===== Document source =====
Lecture du vendredi 4 octobre 2019
REPUBLIQUE FRANCAISE

AU NOM DU PEUPLE FRANCAIS




Vu la procédure suivante :

M. A... B... a demandé au tribunal administratif de Saint-Denis prononcer le remboursement de la somme de 42 787,44 euros correspondant à la participation pour non-réalisation d'aires de stationnement prévue par un permis de construire délivré le 14 novembre 2006. Par un jugement n° 1200781 du 12 mars 2015, le tribunal administratif de Saint-Denis a fait droit à sa demande.

Par une décision n° 391024 du 2 mars 2017, le Conseil d'Etat, statuant au contentieux, saisi par la commune de Saint-Pierre d'un pourvoi en cassation contre ce jugement, a attribué le jugement de la requête à la cour administrative d'appel de Bordeaux.

Par un arrêt n° 17BX00785 du 19 décembre 2017, la cour administrative d'appel de Bordeaux a annulé le jugement du tribunal administratif de Saint-Denis du 12 mars 2015 et a condamné la commune de Saint-Pierre à restituer la somme de 42 787,44 euros à M. B....

Par un pourvoi sommaire, un mémoire complémentaire, un mémoire en réplique et un nouveau mémoire, enregistrés les 15 février, 4 mai et 21 décembre 2018 et le 12 septembre 2019 au secrétariat du contentieux du Conseil d'Etat, la commune de Saint-Pierre demande au Conseil d'Etat :

1°) d'annuler l'article 2 de cet arrêt ;

2°) réglant l'affaire au fond, de faire droit à son appel ;

3°) de mettre à la charge de M. B... la somme de 4 000 euros au titre de l'article L. 761-1 du code de justice administrative.


Vu les autres pièces du dossier ;

Vu :
- la Constitution ;
- le code de l'urbanisme ;
- le livre des procédures fiscales ;
- la loi n° 76-1285 du 31 décembre 1976 ;
- la loi n° 2008-561 du 17 juin 2008 ;
- le code de justice administrative ;


Après avoir entendu en séance publique :

- le rapport de M. Sylvain Monteillet, maître des requêtes en service extraordinaire,

- les conclusions de M. Laurent Cytermann, rapporteur public ;

La parole ayant été donnée, avant et après les conclusions, à la SCP Waquet, Farge, Hazan, avocat de la commune de Saint-pierre et à la SCP Spinosi, Sureau, avocat de M. B... ;


Considérant ce qui suit :

1. Il ressort des pièces du dossier soumis aux juges du fond que le maire de la commune de Saint-Pierre (La Réunion) a délivré le 14 novembre 2006 un permis de construire à M. B... et a mis à sa charge une participation pour non-réalisation d'aires de stationnement. Le 20 septembre 2011, le maire a émis un titre de recette fixant le montant de cette participation à 42 787,44 euros. Après s'être acquitté de cette somme, M. B... a demandé au tribunal administratif de Saint-Denis d'en ordonner le remboursement. Par un jugement du 12 mars 2015, le tribunal administratif a condamné la commune de Saint-Pierre à rembourser la somme de 42 787,44 euros. La commune se pourvoit en cassation contre l'arrêt du 19 décembre 2017 par lequel la cour administrative d'appel de Bordeaux, après avoir annulé le jugement du tribunal administratif, l'a condamnée à restituer la somme de 42 787,44 euros à M. B.... Eu égard aux moyens soulevés, son pourvoi doit être regardé comme tendant seulement à l'annulation de l'article 2 de cet arrêt.
===== Supports de l'exercice =====
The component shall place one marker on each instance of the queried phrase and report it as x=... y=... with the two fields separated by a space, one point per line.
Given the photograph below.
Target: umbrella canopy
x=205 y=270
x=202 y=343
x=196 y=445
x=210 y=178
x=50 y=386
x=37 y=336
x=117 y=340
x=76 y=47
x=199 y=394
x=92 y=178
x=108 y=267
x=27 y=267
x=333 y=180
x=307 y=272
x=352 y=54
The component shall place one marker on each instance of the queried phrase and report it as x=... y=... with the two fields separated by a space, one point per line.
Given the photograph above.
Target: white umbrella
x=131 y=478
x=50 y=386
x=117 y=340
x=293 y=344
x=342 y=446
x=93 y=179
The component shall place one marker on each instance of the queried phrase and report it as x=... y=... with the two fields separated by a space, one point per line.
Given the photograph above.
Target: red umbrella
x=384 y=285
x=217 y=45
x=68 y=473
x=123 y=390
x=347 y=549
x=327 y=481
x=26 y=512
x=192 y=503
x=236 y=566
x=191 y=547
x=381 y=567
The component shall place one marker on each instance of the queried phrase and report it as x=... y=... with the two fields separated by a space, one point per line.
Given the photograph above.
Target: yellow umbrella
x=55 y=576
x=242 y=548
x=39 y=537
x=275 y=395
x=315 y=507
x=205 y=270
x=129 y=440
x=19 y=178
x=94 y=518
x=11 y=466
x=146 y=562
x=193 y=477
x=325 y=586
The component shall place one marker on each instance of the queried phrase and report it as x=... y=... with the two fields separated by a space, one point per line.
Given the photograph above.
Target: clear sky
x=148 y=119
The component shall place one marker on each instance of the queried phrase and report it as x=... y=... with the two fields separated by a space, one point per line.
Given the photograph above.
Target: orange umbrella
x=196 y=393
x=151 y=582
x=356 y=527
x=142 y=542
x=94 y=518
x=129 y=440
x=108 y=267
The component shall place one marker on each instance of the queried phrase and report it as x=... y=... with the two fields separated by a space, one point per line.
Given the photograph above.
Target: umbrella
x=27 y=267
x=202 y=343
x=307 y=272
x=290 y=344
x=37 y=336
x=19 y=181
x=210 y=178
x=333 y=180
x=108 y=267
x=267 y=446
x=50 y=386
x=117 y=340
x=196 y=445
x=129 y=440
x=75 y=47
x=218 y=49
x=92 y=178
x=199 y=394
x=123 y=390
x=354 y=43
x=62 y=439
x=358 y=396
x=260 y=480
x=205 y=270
=====
**Objectifs**
a - Recopiez le passage de la décision du Conseil d'État qui commence à « Vu la procédure » et se termine à « à sa demande. ».
b - Déterminez combien de lignes des rangées contiennent la chaîne « Target », en respectant la casse. Donnez uniquement ce nombre.

**Résultats de l'exercice**
a -
Vu la procédure suivante :

M. A... B... a demandé au tribunal administratif de Saint-Denis prononcer le remboursement de la somme de 42 787,44 euros correspondant à la participation pour non-réalisation d'aires de stationnement prévue par un permis de construire délivré le 14 novembre 2006. Par un jugement n° 1200781 du 12 mars 2015, le tribunal administratif de Saint-Denis a fait droit à sa demande.

b - 7